### What is required
From the first line of the records below through the line containing "phrase -- dead leaves on ground", copy everything exactly and nothing more.

※ ※ ※

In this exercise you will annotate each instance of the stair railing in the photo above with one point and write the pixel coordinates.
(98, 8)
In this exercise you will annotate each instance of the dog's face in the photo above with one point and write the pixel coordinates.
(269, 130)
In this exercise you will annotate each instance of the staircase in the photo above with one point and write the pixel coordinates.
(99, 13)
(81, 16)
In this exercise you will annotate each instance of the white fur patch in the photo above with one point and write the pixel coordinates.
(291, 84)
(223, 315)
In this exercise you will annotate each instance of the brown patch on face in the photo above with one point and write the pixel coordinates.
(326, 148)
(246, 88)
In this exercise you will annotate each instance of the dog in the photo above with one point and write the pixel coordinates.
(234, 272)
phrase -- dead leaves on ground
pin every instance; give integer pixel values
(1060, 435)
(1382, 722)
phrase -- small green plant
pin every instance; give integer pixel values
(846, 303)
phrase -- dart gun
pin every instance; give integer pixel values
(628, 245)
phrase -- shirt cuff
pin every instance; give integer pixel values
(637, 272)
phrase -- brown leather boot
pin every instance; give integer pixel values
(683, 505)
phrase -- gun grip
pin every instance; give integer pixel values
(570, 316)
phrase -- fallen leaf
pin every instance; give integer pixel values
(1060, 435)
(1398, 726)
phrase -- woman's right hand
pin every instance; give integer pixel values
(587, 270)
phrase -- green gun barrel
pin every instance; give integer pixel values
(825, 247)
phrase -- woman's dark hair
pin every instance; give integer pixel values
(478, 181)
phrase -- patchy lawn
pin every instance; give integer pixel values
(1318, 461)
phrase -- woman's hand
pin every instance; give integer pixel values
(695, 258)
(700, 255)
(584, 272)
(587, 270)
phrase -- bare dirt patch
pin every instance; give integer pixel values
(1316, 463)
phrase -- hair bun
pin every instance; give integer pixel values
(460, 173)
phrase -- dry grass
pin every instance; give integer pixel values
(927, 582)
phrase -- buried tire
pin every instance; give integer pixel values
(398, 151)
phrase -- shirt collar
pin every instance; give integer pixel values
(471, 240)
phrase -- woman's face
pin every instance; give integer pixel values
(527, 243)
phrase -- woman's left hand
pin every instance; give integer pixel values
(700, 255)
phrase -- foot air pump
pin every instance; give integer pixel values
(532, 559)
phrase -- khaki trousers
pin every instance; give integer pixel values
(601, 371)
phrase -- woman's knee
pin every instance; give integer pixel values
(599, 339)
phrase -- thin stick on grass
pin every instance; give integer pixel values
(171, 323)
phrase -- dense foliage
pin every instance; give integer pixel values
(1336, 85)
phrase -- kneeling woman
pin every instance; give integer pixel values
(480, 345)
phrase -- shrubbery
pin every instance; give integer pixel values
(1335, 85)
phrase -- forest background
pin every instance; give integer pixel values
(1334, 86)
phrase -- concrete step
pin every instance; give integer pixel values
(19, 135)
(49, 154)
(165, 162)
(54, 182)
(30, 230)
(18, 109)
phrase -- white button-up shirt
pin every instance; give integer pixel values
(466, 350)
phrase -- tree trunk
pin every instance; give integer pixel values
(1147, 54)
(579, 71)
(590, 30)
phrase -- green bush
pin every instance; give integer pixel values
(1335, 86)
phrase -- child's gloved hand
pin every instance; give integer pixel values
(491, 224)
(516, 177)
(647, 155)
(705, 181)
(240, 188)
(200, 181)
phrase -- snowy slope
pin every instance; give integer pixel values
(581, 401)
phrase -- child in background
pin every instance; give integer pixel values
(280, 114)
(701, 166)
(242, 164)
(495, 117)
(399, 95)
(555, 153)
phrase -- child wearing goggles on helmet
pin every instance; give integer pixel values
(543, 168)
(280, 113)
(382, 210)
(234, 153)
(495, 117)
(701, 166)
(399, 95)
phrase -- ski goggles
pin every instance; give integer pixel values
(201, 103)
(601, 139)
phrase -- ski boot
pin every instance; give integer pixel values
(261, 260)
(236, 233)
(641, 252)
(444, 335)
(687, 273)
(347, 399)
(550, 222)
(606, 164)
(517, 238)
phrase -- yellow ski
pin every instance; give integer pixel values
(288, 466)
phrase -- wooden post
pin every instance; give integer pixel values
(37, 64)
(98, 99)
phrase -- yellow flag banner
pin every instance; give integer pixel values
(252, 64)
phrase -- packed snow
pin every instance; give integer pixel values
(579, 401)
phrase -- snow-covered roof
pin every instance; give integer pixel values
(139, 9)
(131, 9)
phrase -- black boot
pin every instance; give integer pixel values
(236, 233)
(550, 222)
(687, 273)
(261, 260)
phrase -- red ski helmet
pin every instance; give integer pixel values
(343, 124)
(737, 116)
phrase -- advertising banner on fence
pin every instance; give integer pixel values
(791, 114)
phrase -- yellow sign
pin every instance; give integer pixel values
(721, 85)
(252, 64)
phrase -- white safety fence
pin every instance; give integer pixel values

※ ※ ※

### Solution for this problem
In this exercise you will annotate each instance of the stair railing in the photo above with one point and write the pixel coordinates.
(98, 8)
In this exercise you will annotate each instance of the dog's face in the photo above with one point and write the pixel coordinates.
(269, 130)
In this exercise you will annotate each instance of the staircase in the photo above with one point and write the pixel coordinates.
(99, 13)
(81, 16)
In this exercise you will annotate each instance of the white fur patch in the photo above with one point and write the pixel coordinates.
(291, 84)
(223, 315)
In this exercise you will annotate each instance of the brown patch on face in the photo above with one point and write the pixel coordinates.
(326, 148)
(246, 88)
In this exercise you will annotate each instance of the dog in the photo above with one point and write the pixel coordinates.
(234, 272)
phrase -- dead leaves on ground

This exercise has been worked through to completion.